* [TASK OBJECTIVE]:
Count the lines in the records below that contain the string "dark", treating uppercase and lowercase as different. Reply with the number only.

(Coordinate annotation records)
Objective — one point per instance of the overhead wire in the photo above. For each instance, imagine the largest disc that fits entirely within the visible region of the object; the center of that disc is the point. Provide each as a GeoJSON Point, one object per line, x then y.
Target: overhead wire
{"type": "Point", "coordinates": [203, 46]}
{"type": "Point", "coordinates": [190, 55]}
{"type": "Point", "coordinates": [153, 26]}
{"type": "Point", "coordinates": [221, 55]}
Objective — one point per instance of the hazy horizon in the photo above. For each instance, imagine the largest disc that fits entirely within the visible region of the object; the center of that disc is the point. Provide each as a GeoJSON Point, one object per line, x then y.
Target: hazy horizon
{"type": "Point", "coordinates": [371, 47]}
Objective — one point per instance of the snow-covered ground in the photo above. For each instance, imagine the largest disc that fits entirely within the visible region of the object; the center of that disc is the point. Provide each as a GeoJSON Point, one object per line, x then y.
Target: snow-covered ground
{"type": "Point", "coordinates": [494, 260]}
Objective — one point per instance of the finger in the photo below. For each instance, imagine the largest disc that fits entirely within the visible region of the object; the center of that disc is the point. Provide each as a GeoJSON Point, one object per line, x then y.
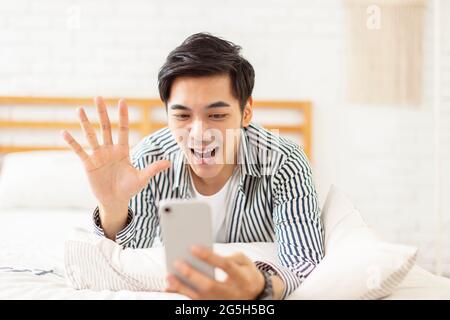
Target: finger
{"type": "Point", "coordinates": [177, 286]}
{"type": "Point", "coordinates": [88, 129]}
{"type": "Point", "coordinates": [153, 169]}
{"type": "Point", "coordinates": [123, 123]}
{"type": "Point", "coordinates": [201, 282]}
{"type": "Point", "coordinates": [75, 146]}
{"type": "Point", "coordinates": [104, 120]}
{"type": "Point", "coordinates": [240, 258]}
{"type": "Point", "coordinates": [224, 263]}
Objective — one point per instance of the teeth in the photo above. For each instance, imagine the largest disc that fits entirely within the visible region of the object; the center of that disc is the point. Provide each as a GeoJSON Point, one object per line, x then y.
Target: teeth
{"type": "Point", "coordinates": [206, 154]}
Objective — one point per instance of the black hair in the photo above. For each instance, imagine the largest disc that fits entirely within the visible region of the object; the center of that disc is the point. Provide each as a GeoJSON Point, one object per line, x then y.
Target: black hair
{"type": "Point", "coordinates": [203, 54]}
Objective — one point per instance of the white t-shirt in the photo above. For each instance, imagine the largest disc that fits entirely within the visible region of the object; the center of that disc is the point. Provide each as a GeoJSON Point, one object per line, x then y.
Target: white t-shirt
{"type": "Point", "coordinates": [220, 203]}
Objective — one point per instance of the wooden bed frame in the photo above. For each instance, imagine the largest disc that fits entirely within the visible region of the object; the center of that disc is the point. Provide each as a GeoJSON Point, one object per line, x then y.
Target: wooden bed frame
{"type": "Point", "coordinates": [144, 125]}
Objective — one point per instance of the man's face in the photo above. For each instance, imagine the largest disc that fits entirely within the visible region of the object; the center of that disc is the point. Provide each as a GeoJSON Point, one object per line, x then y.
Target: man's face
{"type": "Point", "coordinates": [205, 119]}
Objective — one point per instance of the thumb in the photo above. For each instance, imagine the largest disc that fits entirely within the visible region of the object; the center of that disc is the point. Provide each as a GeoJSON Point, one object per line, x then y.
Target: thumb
{"type": "Point", "coordinates": [153, 169]}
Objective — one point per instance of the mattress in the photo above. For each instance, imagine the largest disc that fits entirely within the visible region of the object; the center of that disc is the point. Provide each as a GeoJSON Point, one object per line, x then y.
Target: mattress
{"type": "Point", "coordinates": [32, 261]}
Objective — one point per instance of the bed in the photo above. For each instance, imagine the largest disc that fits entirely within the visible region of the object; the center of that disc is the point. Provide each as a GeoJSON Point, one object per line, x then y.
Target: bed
{"type": "Point", "coordinates": [36, 217]}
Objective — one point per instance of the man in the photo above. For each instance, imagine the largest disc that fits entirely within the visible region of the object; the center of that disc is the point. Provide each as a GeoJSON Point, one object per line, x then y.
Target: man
{"type": "Point", "coordinates": [259, 185]}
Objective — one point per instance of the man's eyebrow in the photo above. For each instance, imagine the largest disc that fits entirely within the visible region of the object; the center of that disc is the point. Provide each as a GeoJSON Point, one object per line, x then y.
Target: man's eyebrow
{"type": "Point", "coordinates": [179, 107]}
{"type": "Point", "coordinates": [217, 104]}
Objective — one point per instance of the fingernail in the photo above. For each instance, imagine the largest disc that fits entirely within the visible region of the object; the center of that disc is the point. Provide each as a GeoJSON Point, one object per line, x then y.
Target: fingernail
{"type": "Point", "coordinates": [196, 249]}
{"type": "Point", "coordinates": [178, 264]}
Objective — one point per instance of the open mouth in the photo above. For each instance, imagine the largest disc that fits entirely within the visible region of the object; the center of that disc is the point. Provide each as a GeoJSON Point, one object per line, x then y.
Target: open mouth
{"type": "Point", "coordinates": [204, 155]}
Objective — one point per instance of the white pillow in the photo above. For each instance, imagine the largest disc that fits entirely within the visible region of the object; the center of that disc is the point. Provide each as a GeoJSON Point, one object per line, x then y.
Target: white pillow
{"type": "Point", "coordinates": [357, 264]}
{"type": "Point", "coordinates": [44, 179]}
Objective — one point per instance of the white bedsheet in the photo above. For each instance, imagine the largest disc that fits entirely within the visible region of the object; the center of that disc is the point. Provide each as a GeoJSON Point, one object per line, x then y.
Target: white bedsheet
{"type": "Point", "coordinates": [32, 243]}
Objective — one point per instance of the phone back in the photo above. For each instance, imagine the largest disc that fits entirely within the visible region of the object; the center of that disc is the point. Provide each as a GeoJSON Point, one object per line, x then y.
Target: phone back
{"type": "Point", "coordinates": [185, 223]}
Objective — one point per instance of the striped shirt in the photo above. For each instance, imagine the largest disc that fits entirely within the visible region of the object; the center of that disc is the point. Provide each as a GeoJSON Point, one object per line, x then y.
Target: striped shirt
{"type": "Point", "coordinates": [275, 200]}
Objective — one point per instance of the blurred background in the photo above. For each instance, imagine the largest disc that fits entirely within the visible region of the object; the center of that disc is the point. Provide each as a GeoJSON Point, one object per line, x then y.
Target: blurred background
{"type": "Point", "coordinates": [377, 74]}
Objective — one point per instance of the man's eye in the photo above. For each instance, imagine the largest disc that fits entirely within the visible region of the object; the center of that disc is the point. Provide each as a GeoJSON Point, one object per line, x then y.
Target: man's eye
{"type": "Point", "coordinates": [181, 116]}
{"type": "Point", "coordinates": [217, 116]}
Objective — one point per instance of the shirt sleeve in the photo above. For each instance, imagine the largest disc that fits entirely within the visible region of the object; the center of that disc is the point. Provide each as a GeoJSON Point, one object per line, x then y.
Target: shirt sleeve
{"type": "Point", "coordinates": [142, 221]}
{"type": "Point", "coordinates": [298, 226]}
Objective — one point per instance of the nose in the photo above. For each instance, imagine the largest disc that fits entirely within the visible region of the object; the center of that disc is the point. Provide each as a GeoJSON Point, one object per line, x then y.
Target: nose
{"type": "Point", "coordinates": [196, 133]}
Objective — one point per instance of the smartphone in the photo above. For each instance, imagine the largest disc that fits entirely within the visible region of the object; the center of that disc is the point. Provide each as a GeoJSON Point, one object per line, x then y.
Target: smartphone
{"type": "Point", "coordinates": [184, 223]}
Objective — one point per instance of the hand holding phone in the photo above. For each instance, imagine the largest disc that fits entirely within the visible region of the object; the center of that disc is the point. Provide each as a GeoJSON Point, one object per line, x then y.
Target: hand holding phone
{"type": "Point", "coordinates": [185, 223]}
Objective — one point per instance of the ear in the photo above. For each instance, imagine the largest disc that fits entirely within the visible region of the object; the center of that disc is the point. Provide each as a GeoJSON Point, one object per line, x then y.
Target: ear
{"type": "Point", "coordinates": [247, 113]}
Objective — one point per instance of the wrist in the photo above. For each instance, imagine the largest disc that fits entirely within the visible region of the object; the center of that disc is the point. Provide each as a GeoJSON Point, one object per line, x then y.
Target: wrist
{"type": "Point", "coordinates": [113, 218]}
{"type": "Point", "coordinates": [267, 292]}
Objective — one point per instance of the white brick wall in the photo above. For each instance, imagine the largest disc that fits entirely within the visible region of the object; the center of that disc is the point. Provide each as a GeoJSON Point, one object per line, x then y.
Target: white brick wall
{"type": "Point", "coordinates": [381, 156]}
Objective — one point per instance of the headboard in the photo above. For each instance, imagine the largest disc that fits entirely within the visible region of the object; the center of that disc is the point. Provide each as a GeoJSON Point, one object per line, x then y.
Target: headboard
{"type": "Point", "coordinates": [296, 121]}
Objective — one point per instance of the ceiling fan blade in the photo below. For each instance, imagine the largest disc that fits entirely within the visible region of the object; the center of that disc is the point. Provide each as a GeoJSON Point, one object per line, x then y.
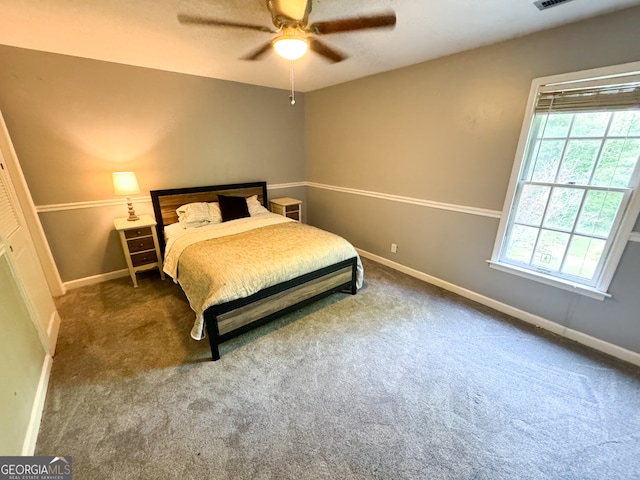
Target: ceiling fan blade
{"type": "Point", "coordinates": [385, 20]}
{"type": "Point", "coordinates": [258, 53]}
{"type": "Point", "coordinates": [326, 51]}
{"type": "Point", "coordinates": [193, 20]}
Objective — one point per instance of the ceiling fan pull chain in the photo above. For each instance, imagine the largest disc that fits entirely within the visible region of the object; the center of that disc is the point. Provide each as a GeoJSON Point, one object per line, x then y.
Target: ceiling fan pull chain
{"type": "Point", "coordinates": [292, 97]}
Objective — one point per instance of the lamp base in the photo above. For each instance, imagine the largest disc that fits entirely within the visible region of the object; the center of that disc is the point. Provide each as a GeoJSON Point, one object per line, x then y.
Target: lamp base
{"type": "Point", "coordinates": [132, 213]}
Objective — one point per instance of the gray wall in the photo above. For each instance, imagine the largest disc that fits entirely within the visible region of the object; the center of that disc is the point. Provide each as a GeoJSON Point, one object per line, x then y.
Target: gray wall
{"type": "Point", "coordinates": [446, 131]}
{"type": "Point", "coordinates": [74, 121]}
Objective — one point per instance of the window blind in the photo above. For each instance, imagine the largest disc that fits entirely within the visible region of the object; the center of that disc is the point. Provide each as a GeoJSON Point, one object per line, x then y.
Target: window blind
{"type": "Point", "coordinates": [609, 97]}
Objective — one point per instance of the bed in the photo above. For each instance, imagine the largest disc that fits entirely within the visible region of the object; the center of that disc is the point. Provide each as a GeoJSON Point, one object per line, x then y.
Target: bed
{"type": "Point", "coordinates": [240, 271]}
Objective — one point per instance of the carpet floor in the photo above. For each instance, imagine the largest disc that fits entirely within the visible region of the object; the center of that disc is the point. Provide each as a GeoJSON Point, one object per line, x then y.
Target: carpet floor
{"type": "Point", "coordinates": [401, 381]}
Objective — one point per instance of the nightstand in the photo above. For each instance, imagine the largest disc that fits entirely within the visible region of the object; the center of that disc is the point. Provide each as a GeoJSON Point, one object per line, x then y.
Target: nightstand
{"type": "Point", "coordinates": [289, 207]}
{"type": "Point", "coordinates": [140, 245]}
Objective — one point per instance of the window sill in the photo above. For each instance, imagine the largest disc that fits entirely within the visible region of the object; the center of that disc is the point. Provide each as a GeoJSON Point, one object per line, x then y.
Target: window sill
{"type": "Point", "coordinates": [552, 281]}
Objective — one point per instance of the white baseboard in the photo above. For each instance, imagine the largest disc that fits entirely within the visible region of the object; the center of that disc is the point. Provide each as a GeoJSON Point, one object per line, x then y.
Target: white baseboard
{"type": "Point", "coordinates": [593, 342]}
{"type": "Point", "coordinates": [103, 277]}
{"type": "Point", "coordinates": [31, 437]}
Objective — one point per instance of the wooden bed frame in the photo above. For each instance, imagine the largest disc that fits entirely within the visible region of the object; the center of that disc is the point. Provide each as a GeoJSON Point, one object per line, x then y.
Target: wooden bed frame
{"type": "Point", "coordinates": [230, 319]}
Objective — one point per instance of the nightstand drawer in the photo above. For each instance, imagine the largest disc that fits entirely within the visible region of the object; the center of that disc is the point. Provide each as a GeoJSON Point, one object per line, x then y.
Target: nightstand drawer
{"type": "Point", "coordinates": [138, 259]}
{"type": "Point", "coordinates": [141, 244]}
{"type": "Point", "coordinates": [138, 232]}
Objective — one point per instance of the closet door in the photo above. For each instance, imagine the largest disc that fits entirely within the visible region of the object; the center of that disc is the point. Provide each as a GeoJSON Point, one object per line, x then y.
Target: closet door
{"type": "Point", "coordinates": [21, 361]}
{"type": "Point", "coordinates": [17, 240]}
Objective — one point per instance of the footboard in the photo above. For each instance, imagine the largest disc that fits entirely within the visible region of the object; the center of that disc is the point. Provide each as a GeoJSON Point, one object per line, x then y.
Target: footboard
{"type": "Point", "coordinates": [233, 318]}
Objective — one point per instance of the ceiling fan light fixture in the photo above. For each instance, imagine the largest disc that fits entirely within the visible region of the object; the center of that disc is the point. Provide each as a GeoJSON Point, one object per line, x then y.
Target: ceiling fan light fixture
{"type": "Point", "coordinates": [290, 47]}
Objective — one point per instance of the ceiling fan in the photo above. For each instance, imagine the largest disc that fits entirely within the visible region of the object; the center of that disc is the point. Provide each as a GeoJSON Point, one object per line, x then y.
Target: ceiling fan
{"type": "Point", "coordinates": [294, 33]}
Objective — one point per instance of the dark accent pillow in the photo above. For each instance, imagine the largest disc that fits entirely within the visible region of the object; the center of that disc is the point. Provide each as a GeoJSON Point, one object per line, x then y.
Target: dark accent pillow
{"type": "Point", "coordinates": [233, 207]}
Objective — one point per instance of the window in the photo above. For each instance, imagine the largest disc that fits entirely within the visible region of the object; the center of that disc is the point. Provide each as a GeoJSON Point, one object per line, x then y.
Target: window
{"type": "Point", "coordinates": [573, 200]}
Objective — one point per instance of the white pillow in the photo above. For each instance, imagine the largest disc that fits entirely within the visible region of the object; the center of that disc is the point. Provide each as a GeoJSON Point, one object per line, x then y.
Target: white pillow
{"type": "Point", "coordinates": [254, 206]}
{"type": "Point", "coordinates": [194, 214]}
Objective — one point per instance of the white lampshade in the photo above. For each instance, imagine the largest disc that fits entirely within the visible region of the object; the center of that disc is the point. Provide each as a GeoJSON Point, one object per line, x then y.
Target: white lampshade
{"type": "Point", "coordinates": [290, 47]}
{"type": "Point", "coordinates": [125, 183]}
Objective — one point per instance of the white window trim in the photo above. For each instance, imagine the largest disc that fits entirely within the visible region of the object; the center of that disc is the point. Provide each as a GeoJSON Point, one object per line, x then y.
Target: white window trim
{"type": "Point", "coordinates": [626, 226]}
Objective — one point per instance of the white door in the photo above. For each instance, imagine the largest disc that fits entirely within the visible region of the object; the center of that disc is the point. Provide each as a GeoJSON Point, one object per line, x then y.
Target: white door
{"type": "Point", "coordinates": [16, 237]}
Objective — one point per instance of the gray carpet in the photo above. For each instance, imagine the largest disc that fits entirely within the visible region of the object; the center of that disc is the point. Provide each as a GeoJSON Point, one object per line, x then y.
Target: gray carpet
{"type": "Point", "coordinates": [401, 381]}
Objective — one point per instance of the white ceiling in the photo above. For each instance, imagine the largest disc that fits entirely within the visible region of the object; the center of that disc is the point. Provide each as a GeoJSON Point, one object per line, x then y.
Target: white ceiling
{"type": "Point", "coordinates": [147, 33]}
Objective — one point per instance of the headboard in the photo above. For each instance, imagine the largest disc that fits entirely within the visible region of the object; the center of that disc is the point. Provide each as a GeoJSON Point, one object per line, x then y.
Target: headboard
{"type": "Point", "coordinates": [165, 202]}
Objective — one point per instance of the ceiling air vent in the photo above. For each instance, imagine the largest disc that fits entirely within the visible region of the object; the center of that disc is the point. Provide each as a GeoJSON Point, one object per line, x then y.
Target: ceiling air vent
{"type": "Point", "coordinates": [544, 4]}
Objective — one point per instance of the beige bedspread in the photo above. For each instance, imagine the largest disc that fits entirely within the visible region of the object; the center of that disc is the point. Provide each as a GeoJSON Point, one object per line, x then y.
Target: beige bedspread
{"type": "Point", "coordinates": [237, 265]}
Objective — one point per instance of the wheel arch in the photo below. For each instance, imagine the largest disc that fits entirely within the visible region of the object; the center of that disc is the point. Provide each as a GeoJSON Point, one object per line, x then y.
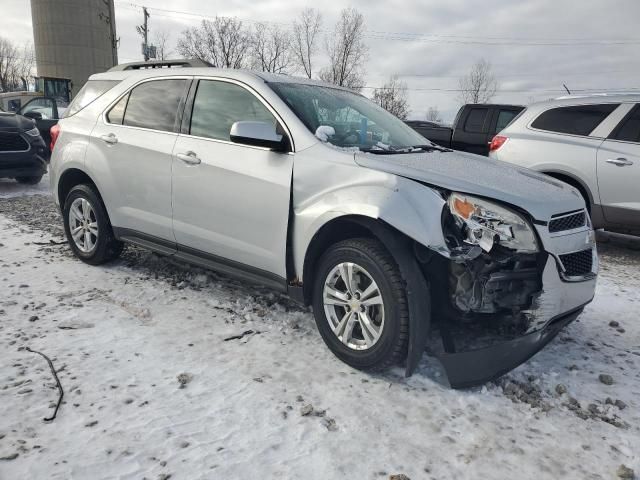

* [RESPONSE TO THIS TASK]:
2